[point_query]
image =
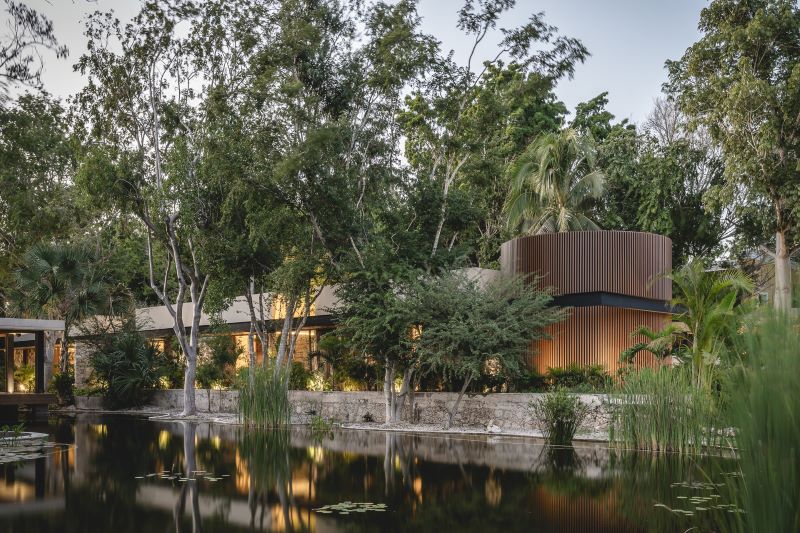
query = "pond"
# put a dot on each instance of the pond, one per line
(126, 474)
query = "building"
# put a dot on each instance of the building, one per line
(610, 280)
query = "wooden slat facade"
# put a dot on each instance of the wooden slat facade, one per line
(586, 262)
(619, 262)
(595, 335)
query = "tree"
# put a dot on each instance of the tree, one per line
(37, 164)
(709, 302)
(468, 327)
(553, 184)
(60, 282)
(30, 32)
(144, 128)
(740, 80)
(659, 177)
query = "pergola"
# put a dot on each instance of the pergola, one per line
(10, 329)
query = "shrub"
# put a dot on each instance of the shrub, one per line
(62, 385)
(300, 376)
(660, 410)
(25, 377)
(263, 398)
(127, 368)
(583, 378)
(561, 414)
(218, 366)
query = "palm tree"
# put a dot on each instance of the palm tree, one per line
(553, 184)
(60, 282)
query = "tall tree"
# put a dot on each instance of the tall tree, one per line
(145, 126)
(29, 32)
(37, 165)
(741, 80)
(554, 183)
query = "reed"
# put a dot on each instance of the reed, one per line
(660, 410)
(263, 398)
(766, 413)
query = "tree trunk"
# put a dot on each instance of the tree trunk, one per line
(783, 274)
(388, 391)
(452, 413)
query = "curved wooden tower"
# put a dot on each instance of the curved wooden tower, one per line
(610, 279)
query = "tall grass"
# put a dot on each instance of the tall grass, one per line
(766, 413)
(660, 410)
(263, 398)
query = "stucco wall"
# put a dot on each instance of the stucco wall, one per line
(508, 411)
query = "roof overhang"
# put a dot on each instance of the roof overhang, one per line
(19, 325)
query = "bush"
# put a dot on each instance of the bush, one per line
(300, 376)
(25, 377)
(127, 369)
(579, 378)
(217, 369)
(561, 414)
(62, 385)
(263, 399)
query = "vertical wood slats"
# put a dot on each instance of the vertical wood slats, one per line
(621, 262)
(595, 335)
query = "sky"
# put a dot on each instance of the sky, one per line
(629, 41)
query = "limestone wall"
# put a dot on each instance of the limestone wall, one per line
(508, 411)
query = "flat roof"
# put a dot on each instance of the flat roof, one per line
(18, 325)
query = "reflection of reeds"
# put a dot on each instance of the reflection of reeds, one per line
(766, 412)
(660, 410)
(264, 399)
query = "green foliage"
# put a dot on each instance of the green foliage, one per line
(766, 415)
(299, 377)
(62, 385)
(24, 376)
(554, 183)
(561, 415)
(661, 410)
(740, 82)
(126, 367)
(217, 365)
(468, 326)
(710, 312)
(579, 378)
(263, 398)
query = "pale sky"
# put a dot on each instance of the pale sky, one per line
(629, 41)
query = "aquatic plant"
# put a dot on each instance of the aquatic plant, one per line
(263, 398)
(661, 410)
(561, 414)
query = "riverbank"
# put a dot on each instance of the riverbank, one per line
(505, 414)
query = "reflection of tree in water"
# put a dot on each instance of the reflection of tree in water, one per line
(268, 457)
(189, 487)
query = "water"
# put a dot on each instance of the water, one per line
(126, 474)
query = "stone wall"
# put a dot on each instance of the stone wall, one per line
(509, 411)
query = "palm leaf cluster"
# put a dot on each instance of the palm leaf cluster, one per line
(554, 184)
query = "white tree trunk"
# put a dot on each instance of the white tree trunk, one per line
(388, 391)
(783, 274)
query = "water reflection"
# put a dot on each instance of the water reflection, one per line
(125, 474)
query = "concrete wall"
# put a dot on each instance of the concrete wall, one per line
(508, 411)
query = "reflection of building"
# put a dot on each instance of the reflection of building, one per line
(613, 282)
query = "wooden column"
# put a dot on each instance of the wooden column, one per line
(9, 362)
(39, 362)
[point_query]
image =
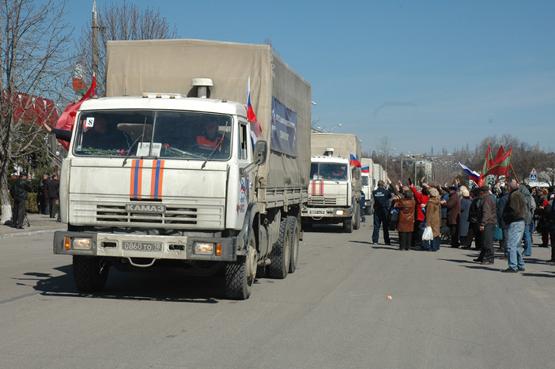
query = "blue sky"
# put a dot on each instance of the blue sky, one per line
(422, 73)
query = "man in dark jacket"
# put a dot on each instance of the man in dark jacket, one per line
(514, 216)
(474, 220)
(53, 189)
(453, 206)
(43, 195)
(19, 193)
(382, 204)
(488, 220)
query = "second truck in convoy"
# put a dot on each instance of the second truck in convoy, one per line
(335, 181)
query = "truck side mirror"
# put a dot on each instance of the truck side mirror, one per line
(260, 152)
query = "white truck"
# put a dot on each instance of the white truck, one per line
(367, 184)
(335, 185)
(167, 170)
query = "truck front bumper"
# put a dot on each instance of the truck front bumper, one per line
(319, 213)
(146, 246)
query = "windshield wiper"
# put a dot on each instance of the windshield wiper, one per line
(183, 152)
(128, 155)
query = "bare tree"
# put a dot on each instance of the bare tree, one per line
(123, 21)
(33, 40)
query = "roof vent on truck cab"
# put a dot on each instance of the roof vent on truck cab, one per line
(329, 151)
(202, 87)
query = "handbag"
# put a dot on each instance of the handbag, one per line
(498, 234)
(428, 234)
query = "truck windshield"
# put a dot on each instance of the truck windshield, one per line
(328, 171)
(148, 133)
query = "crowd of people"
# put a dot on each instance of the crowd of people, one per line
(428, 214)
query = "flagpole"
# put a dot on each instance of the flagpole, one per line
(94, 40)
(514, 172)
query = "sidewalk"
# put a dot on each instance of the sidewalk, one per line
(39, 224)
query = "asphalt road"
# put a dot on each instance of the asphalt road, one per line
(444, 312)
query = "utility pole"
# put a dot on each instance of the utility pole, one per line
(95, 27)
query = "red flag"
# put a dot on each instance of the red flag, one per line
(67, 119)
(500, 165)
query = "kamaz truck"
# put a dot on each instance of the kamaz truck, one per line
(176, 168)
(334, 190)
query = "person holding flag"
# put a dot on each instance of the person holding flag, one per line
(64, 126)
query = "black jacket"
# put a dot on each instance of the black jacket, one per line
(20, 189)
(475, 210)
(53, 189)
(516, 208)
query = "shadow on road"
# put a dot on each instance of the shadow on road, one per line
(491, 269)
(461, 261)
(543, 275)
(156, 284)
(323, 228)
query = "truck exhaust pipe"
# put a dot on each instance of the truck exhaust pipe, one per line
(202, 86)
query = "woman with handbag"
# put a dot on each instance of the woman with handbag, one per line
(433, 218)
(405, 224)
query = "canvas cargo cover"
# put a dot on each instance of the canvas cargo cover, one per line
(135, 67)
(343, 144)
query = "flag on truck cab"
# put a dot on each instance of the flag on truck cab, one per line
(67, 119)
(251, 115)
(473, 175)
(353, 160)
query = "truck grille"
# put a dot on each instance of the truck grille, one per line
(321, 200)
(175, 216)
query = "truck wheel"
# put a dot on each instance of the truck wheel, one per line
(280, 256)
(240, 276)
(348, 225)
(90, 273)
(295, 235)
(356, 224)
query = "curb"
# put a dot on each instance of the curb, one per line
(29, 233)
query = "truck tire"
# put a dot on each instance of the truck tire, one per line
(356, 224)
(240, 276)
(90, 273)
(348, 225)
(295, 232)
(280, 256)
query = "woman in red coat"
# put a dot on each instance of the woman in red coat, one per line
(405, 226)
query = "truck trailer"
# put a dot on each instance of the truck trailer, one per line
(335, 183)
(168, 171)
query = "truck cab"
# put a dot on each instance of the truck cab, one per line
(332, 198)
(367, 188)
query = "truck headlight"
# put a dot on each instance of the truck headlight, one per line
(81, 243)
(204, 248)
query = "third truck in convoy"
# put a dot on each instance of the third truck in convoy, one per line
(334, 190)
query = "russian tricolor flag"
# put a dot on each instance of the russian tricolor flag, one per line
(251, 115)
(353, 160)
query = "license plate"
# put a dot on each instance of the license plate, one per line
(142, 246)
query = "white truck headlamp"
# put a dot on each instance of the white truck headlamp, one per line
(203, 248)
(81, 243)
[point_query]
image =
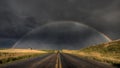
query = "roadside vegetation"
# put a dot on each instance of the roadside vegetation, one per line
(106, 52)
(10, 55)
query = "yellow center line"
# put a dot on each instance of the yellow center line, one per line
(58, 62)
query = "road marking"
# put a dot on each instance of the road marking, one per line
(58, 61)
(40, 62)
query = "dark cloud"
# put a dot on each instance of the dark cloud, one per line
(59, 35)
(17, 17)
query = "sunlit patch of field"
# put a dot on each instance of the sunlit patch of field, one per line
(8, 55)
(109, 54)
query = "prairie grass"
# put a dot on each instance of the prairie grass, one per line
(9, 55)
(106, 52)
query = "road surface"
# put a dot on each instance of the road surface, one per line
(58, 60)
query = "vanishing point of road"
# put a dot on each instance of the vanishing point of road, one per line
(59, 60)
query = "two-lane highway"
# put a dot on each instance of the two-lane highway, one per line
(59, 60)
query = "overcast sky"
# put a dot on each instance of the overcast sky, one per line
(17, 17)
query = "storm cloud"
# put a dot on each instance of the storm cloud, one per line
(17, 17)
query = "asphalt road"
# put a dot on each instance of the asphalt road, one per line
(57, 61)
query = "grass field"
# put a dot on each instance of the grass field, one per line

______________________________

Return every line above that contains the word "convoy", copying each one in full.

query = "second truck in convoy"
# put a dot on each instance of the second truck in convoy, one per line
query = "third truck in convoy"
# put a dot on each instance of the third truck in convoy, one per line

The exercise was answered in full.